CHECK YOUR UNDERSTANDING:
1. In the news story about the Nairobi matatu conductor, which route does the conductor work on?
2. In the news story about the Nairobi matatu conductor, rewrite the paragraph beginning "The father of one, who is expecting his second child" as one shorter sentence that keeps its main facts.
3. Carry on the news story about the Nairobi matatu conductor from its last sentence.

SOURCE EXTRACT:

Nairobi matatu conductor who returned Sh30k to passenger speaks out
Honesty is the best policy. A matatu conductor’s act of returning money left in his vehicle by a passenger has just proved as much.
Daniel Mwaura’s act of returning money left by a customer in his vehicle on Friday morning went viral online. He operates on the Gachie – city centre route.
Nairobi News hunted him down to find out the details of his heart moving gesture.
The father of one, who is expecting his second child, had just dropped off passengers in the city centre on Friday morning when he spotted a “fat” wallet left on one of the seats by a passenger.
Inside the wallet was Sh30, 000.
“My first reaction was that the owner must have been devastated and so I informed my employer and deposited the wallet with only Sh300 at the office, telling them to notify me if anyone comes to claim the it,” Mwaura told Nairobi News.

DATASET ENTRIES:

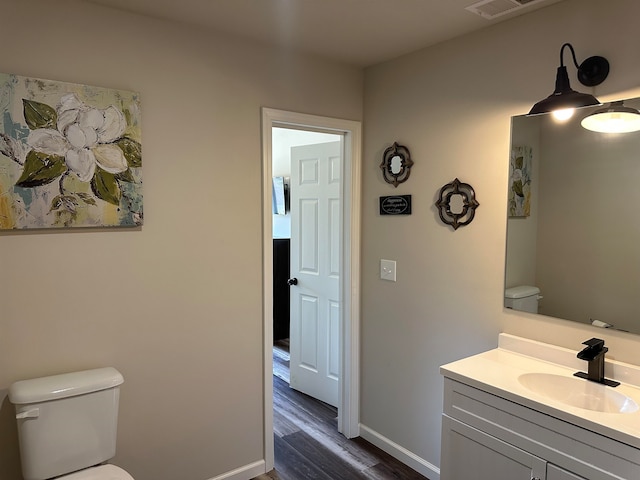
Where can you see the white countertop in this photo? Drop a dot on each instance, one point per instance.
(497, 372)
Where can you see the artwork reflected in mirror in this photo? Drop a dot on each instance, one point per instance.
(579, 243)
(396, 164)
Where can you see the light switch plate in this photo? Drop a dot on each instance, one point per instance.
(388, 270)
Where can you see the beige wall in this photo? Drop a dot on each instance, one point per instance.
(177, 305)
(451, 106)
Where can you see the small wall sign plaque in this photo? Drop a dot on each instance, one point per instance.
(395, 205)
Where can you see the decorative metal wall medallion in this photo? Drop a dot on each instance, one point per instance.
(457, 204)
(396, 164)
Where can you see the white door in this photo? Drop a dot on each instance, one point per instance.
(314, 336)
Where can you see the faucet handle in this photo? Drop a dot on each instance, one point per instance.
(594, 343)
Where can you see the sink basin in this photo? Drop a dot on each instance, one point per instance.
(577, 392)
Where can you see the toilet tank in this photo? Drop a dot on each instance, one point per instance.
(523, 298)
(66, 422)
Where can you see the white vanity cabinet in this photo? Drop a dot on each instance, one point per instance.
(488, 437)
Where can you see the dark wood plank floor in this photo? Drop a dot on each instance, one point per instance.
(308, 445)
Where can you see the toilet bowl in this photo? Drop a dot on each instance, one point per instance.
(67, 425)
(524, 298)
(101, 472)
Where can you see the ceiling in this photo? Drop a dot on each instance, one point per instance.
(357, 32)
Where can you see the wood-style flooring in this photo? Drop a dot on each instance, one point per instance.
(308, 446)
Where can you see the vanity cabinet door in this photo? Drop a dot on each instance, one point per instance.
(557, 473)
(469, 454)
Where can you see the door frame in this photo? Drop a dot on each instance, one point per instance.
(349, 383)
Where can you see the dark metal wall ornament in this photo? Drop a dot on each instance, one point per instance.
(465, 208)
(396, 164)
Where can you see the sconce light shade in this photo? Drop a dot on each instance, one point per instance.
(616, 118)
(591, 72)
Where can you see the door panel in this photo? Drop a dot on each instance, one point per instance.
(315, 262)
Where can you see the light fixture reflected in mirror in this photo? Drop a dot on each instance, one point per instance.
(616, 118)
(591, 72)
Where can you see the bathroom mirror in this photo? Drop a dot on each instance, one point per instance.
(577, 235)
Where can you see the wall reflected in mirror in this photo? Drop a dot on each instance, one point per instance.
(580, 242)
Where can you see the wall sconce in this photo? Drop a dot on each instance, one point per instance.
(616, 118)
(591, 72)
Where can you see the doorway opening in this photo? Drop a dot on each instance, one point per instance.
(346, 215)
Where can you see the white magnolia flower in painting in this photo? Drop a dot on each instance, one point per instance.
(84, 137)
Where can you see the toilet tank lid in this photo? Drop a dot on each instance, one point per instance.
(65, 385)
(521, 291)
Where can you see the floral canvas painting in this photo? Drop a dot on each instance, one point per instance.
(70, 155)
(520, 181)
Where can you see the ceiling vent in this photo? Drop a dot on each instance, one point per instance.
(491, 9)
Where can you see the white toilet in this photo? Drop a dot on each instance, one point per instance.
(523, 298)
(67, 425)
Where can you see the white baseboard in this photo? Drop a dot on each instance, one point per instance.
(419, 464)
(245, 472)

RESULTS OF THE EXERCISE:
1. The Gachie – city centre route.

2. On Friday morning, after dropping off passengers in the city centre, Mwaura, a father of one expecting his second child, spotted a "fat" wallet a passenger had left on a seat.

3.
A day after he had surrendered the wallet, he was called from the office and told that the owner of the wallet had showed up.
“I told Stanley (the owner of the wallet) to cross over to our fire station stage (on Tom Mboya Street) where I had just arrived. When we met I could see he was the same person whose photo was on the ID.
“I asked him what else was in his wallet and when he gave me the exact amount as Sh30, 000, I surrendered the money that I had been carrying around just in case the owner claims it,” Mwaura narrated.
Stanley reportedly explained to Mwaura that the money was meant for his sick child’s hospital bill.
“He asked me what he could give me in return but I told him to first deal with his sick child and we shall meet later,” Mwaura told Nairobi News.
Raised by a single mum who was selling uji at Machakos country bus station, Mwaura’s life shaped him towards honesty.
“I believe that one should do to others what he expects them to do to him and even if I had pocketed that money, Sh30,000 could not have ended all my problems.
“Even if the amount could have been more, I would still have surrendered it because I believe in earning clean money,” he said.
Mwaura dropped out of Kenya Polytechnic in 2011 while pursuing an Information Technology (IT) course. He settled for menial jobs in the construction sector before getting employed in the matatu industry in 2013.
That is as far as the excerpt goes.